The tract moves on to decussate through anterior white commissure to then ascend through the spinal cord to inferior olivary nucleus, where it will synapse again. Here’s the crazy part! The tract then decussates again before it enters the cerebellum through the inferior cerebellar peduncles.
Fibers that originate in the inferior olivary nuclei and terminate in the cerebellum are known as “climbing fibers.” These fibers innervate Purkinje cells and form many neuronal connections to provide particularly large action potentials. Further, their role in the inferior olivary nuclei has been discovered to not only play a significant role in motor activity, but also motor learning and memory. (Any fibers other than climbing fibers which are coming from the inferior olivary nucleus are known as “mossy fibers.” We’ll discuss these another time.)
The Role of the Spinocerebellar Tract The spinocerebellar pathway, as you’ve seen, is primarily responsible for the transmission of proprioceptive information from the peripheral nervous system (namely, muscle and joint proprioceptors). That said, it is composed of afferent neurons – those neurons responsible for taking information to the central nervous system, rather than away from it.
All of the functions of the spinocerebellar pathways are subconscious, happening at an involuntary level in order to inform the reactionary voluntary actions. Now that you understand how this process of sensory information processing works, you can move forward into a deeper understanding of the nature of the nervous system’s role in your perception and interaction with the world around you!

□ □ □ □ □

* **Tasks for this exercise**:
1. According to the passage on the spinocerebellar tract, what are the fibers that originate in the inferior olivary nuclei and terminate in the cerebellum called?
2. Decide whether each statement agrees with the passage on the spinocerebellar tract, and give yes or no with the deciding words quoted from it. (a) The tract enters the cerebellum through the inferior cerebellar peduncles. (b) The spinocerebellar pathway is made up of efferent neurons. (c) The functions of the spinocerebellar pathways happen at a conscious level.
3. Please output the passage on the spinocerebellar tract word for word, starting with "The tract moves" and going on through "these another time.)".

* **Data excerpts**:
□ □ □ □ □

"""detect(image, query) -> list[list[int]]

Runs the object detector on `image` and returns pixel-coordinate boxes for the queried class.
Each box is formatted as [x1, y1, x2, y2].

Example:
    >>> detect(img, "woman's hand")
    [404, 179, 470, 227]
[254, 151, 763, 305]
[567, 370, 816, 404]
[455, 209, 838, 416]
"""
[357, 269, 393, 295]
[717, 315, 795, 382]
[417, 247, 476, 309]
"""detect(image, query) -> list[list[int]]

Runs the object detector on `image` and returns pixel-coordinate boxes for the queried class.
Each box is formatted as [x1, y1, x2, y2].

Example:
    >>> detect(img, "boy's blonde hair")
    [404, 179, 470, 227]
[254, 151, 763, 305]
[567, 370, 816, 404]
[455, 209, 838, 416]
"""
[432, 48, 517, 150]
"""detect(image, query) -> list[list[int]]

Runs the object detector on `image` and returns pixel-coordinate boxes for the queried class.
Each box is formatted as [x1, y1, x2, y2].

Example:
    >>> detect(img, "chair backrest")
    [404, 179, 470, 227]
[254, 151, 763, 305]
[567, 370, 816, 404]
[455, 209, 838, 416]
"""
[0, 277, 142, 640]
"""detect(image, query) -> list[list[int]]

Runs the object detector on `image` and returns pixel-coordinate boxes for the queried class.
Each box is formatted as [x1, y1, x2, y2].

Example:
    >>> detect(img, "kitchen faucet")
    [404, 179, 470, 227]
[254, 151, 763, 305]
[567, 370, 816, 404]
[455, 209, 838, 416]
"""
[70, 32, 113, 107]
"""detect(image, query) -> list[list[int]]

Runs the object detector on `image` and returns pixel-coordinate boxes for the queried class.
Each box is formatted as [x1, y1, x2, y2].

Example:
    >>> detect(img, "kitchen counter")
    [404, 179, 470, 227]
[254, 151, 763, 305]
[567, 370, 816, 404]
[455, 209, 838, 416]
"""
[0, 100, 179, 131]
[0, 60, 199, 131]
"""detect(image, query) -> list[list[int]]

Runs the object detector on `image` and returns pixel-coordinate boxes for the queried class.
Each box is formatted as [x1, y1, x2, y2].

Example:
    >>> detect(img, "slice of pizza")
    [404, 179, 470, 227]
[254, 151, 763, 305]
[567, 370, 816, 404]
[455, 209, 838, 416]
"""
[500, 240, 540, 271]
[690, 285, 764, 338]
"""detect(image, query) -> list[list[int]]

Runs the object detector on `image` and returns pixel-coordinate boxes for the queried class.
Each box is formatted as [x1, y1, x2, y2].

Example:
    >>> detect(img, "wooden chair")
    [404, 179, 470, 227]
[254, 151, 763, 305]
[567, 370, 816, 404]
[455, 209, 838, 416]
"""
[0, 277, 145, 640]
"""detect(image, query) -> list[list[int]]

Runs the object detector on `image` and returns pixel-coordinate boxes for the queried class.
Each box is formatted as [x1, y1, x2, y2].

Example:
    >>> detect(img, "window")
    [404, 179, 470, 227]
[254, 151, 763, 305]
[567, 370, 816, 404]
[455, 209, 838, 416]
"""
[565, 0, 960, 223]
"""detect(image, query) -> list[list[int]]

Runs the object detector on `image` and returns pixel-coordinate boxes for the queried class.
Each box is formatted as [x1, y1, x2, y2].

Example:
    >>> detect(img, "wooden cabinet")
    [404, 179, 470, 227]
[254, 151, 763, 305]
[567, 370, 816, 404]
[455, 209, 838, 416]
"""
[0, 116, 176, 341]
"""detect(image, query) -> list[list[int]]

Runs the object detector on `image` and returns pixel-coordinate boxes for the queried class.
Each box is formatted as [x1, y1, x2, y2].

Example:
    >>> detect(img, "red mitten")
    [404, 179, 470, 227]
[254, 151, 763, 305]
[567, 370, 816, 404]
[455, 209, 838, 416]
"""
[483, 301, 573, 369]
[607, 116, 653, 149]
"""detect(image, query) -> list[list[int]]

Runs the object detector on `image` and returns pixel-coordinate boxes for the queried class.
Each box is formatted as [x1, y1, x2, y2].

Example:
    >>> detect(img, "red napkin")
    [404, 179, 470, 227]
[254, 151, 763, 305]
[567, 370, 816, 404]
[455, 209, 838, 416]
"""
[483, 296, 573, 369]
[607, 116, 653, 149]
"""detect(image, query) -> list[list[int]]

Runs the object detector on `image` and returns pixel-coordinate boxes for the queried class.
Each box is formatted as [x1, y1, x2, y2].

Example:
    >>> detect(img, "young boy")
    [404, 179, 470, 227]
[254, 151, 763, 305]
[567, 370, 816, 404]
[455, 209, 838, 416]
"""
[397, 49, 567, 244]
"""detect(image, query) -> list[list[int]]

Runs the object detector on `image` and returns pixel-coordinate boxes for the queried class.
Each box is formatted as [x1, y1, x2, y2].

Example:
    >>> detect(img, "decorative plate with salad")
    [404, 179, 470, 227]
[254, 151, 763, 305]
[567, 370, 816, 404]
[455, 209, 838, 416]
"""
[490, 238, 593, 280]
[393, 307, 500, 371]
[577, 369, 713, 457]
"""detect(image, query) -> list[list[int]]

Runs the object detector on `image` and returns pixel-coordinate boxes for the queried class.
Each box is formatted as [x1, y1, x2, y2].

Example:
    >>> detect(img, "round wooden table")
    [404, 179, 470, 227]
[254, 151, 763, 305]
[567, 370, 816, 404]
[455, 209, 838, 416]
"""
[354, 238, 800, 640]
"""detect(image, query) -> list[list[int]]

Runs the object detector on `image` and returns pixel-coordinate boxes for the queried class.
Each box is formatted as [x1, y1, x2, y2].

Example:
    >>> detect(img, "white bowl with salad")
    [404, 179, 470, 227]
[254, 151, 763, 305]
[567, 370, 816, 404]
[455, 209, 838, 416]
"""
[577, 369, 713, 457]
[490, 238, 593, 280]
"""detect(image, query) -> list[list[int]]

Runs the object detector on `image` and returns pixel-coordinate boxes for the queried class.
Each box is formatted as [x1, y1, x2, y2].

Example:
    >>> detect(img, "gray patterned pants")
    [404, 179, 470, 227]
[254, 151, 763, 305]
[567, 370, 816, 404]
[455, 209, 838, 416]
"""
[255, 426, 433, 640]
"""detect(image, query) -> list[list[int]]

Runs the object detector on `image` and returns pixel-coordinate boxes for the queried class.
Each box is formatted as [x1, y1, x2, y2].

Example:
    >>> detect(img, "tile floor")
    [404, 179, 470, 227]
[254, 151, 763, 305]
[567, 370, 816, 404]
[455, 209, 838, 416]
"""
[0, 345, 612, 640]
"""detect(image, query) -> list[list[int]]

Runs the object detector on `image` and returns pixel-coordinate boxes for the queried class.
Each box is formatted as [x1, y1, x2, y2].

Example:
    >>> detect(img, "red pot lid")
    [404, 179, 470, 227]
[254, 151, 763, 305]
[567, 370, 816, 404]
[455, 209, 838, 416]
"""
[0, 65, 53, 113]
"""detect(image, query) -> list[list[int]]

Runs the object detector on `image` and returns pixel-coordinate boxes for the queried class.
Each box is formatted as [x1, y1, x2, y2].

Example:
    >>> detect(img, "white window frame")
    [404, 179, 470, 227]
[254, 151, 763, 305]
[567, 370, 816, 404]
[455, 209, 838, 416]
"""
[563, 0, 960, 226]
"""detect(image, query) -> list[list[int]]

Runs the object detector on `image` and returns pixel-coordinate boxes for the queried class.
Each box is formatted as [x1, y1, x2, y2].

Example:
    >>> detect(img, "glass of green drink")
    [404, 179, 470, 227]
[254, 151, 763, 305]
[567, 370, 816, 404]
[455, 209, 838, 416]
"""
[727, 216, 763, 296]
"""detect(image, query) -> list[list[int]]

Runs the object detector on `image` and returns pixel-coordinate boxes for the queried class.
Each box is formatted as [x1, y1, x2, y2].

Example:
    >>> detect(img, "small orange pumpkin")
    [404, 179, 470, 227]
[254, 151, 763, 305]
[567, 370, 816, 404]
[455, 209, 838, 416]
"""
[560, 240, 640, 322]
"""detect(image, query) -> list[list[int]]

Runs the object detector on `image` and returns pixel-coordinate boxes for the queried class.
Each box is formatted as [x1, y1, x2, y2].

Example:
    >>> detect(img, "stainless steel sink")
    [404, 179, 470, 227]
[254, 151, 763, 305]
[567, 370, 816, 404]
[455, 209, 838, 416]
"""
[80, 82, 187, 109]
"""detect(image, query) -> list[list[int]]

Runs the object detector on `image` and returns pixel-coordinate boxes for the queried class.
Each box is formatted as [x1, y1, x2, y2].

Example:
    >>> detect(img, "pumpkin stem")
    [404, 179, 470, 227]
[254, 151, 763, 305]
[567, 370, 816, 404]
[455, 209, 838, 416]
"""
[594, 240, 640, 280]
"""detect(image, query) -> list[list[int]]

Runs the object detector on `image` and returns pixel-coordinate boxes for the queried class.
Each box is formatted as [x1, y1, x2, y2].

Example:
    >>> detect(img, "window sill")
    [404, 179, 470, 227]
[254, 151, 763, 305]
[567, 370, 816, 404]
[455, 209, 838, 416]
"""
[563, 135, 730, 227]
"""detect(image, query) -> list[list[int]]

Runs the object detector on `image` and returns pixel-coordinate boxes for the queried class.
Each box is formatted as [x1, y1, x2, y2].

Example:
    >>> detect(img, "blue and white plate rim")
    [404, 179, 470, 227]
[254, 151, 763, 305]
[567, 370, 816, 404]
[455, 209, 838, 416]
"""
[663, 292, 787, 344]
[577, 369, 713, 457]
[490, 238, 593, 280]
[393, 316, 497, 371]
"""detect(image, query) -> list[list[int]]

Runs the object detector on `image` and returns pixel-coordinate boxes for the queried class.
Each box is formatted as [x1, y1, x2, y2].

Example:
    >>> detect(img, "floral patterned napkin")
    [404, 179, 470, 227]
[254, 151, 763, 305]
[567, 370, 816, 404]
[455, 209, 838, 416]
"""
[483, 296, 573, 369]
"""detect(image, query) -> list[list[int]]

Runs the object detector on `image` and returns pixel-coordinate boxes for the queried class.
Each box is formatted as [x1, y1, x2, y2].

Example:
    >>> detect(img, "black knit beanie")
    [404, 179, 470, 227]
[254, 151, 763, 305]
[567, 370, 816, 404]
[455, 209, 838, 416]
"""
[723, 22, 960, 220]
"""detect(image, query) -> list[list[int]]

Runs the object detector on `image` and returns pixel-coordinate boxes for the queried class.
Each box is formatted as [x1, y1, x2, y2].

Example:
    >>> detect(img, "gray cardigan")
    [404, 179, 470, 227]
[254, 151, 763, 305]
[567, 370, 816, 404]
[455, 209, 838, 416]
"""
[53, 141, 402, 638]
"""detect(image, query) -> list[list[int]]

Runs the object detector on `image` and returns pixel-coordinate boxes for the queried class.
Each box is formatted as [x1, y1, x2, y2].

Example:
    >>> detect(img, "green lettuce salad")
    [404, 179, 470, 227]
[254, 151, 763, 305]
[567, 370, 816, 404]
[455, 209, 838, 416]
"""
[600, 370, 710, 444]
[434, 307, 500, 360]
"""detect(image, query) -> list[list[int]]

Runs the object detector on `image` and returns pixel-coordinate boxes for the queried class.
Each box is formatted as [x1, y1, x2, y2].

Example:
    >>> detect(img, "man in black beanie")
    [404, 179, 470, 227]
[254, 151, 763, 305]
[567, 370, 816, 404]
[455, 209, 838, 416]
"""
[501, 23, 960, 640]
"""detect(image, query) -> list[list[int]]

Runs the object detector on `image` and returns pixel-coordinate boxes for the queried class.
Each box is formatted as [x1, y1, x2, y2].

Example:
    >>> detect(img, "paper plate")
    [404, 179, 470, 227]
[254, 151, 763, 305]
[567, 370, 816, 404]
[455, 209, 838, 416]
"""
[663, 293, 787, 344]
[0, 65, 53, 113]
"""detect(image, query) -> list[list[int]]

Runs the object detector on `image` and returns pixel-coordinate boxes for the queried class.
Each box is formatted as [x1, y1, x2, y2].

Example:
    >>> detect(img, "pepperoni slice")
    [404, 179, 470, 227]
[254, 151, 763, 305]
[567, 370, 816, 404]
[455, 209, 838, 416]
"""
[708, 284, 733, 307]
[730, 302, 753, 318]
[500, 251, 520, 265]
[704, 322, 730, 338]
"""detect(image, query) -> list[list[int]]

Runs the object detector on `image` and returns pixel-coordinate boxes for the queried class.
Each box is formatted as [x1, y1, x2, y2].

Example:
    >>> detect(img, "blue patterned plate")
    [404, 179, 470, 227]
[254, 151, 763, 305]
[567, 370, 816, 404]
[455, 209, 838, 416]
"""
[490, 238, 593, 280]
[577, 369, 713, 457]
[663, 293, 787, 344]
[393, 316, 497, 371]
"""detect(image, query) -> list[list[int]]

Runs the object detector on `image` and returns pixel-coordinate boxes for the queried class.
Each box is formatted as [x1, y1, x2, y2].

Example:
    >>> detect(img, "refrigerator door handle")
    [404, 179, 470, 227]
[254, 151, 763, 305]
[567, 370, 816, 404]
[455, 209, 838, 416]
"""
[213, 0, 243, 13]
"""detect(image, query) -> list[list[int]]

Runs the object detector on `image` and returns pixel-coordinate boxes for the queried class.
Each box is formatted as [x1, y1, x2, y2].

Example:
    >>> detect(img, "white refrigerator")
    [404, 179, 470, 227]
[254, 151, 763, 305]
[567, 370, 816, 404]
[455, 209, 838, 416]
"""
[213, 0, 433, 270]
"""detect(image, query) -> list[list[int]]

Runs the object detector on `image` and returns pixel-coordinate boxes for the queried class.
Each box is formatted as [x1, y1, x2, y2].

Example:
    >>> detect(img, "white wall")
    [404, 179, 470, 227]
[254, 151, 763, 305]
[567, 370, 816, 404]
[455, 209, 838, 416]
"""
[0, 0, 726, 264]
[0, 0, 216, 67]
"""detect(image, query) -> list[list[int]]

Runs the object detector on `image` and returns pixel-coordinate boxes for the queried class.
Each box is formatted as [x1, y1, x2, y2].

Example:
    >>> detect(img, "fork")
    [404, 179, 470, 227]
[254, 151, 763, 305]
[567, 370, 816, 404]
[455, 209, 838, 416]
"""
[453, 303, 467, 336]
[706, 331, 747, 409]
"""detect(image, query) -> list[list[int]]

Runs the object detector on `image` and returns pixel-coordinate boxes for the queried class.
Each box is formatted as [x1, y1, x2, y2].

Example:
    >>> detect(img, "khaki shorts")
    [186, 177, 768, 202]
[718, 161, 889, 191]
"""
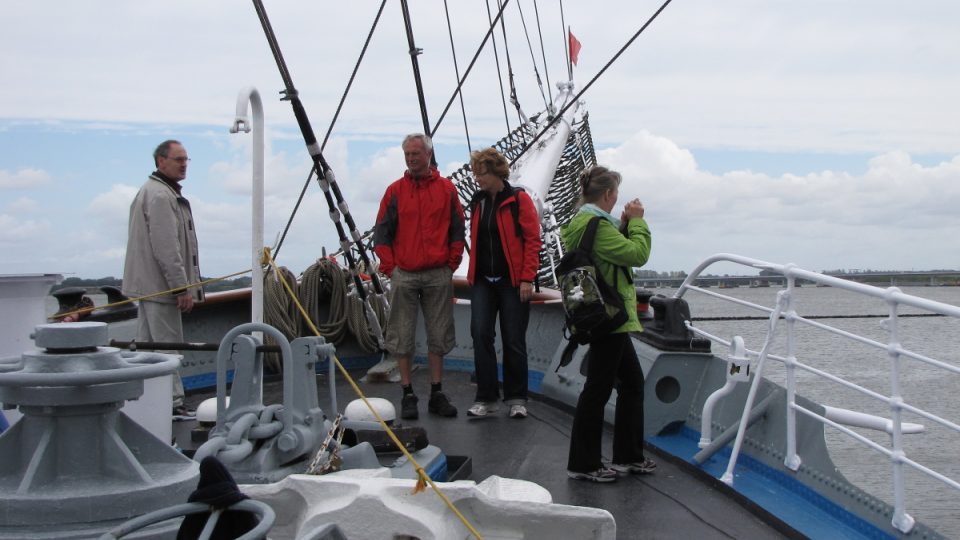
[384, 266, 457, 356]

□ □ □ □ □

* **Outputs by task**:
1. They are called "climbing fibers."

2.
(a) Yes: "The tract then decussates again before it enters the cerebellum through the inferior cerebellar peduncles."
(b) No: "it is composed of afferent neurons"
(c) No: "All of the functions of the spinocerebellar pathways are subconscious, happening at an involuntary level"

3.
The tract moves on to decussate through anterior white commissure to then ascend through the spinal cord to inferior olivary nucleus, where it will synapse again. Here’s the crazy part! The tract then decussates again before it enters the cerebellum through the inferior cerebellar peduncles.
Fibers that originate in the inferior olivary nuclei and terminate in the cerebellum are known as “climbing fibers.” These fibers innervate Purkinje cells and form many neuronal connections to provide particularly large action potentials. Further, their role in the inferior olivary nuclei has been discovered to not only play a significant role in motor activity, but also motor learning and memory. (Any fibers other than climbing fibers which are coming from the inferior olivary nucleus are known as “mossy fibers.” We’ll discuss these another time.)